ISTRUZIONE SCRITTA A. Nel brano sulle Olimpiadi del 1968, con quale motivazione il Comitato Olimpico Internazionale ritenne che la repressione degli studenti messicani non riguardasse i Giochi? Rispondi in una o due frasi.

BRANO SELEZIONATO.
+ + + +
È il 17 ottobre 1968, si stanno svolgendo le premiazioni alle Olimpiadi di Città del Messico per la gara dei 200 metri piani maschile. Lo stadio è pressoché vuoto, gli atleti statunitensi Tommie Smith e John Carlos, rispettivamente medaglia d’oro e medaglia di bronzo, si presentano sul podio senza scarpe, durante l’inno nazionale americano abbassano lo sguardo e, invece della mano sul cuore, alzano il pugno guantato.
Le “anime del popolo nero”, come scrisse W.E.B. Du Bois agli inizi del ‘900, sono diverse. L’unità del movimento contro la segregazione razziale degli Stati Uniti negli anni ’60 è composita: il sogno e i negro di Martin Luther King facevano parte del “sogno americano” ma a questi si affiancavano i black men e il Potere nero di Malcom X, che del sistema americano aveva una visione imperialista e da incubo. Nel movimento degli afroamericani alla questione della razza si sommava quella della classe e il conflitto sociale e razziale nel paese era sempre più esasperato. Smith e Carlos, mentre denunciavano al mondo intero la piaga del razzismo, con questo gesto mostravano chiaramente di non sentirsi americani. Non è per “loro”, cioè per i bianchi e le loro istituzioni razziste, che correvano.
Pochi giorni prima, il massacro degli studenti messicani in Piazza delle Tre Culture a Tlatelolco non aveva cambiato i piani dei Giochi. Il Comitato Olimpico Internazionale dichiarava che la repressione degli studenti – documentata da Oriana Fallaci per L’Europeo – era una questione interna al Messico e non aveva a che fare con lo sport.
+ + + +
Estratti del dataset sull'indicazione di oggetti
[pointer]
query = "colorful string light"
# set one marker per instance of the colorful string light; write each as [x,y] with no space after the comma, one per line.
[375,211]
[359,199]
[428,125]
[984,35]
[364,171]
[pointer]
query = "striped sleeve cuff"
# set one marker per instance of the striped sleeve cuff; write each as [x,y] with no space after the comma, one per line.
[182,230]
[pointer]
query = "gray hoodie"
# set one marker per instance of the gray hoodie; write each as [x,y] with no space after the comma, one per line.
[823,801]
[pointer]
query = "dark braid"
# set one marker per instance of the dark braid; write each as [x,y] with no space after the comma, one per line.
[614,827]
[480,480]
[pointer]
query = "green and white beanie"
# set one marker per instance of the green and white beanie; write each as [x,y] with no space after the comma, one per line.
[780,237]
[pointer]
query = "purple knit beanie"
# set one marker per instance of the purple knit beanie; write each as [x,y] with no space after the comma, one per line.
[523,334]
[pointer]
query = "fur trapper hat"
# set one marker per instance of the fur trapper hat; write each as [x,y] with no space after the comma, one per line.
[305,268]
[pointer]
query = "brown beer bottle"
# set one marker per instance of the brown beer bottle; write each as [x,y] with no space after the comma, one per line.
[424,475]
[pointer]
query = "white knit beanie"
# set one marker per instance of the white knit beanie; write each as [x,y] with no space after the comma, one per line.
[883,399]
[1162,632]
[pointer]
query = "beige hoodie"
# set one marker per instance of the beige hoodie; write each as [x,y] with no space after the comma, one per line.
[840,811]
+ + + +
ISTRUZIONE SCRITTA B. Riscrivi tutti i record di indicazione degli oggetti qui sopra mettendo "place one point on each" al posto di "set one marker per instance of the". Lascia invariato tutto il resto.

ESITO DEL COMPITO A. Il Comitato Olimpico Internazionale dichiarò che la repressione degli studenti era una questione interna al Messico e non aveva a che fare con lo sport. Per questo il massacro di Tlatelolco non cambiò i piani dei Giochi.

ESITO DEL COMPITO B.
[pointer]
query = "colorful string light"
# place one point on each colorful string light; write each as [x,y] with no space after the comma, one per line.
[375,211]
[359,199]
[428,125]
[984,35]
[364,171]
[pointer]
query = "striped sleeve cuff"
# place one point on each striped sleeve cuff; write each as [x,y] with no space after the comma, one per line.
[182,230]
[pointer]
query = "gray hoodie"
# place one point on each gray hoodie; write each as [x,y] with no space after the comma, one per line.
[823,801]
[pointer]
query = "dark braid"
# place one point on each dark braid; write each as [x,y] with no space after the comma, one per line.
[614,827]
[480,480]
[pointer]
query = "green and white beanie"
# place one point on each green and white beanie; write each as [x,y] with no space after the comma, one per line.
[780,237]
[pointer]
query = "purple knit beanie"
# place one point on each purple knit beanie; write each as [x,y] with no space after the comma, one per line.
[523,334]
[pointer]
query = "fur trapper hat"
# place one point on each fur trapper hat; write each as [x,y] with no space after the comma, one per line.
[305,268]
[pointer]
query = "brown beer bottle"
# place one point on each brown beer bottle; write each as [x,y] with no space after the comma, one per line.
[424,475]
[pointer]
query = "white knit beanie"
# place one point on each white knit beanie; write each as [x,y] with no space after the comma, one per line.
[883,399]
[1162,632]
[pointer]
query = "beige hoodie"
# place one point on each beige hoodie; write each as [x,y] with no space after the comma, one per line.
[840,811]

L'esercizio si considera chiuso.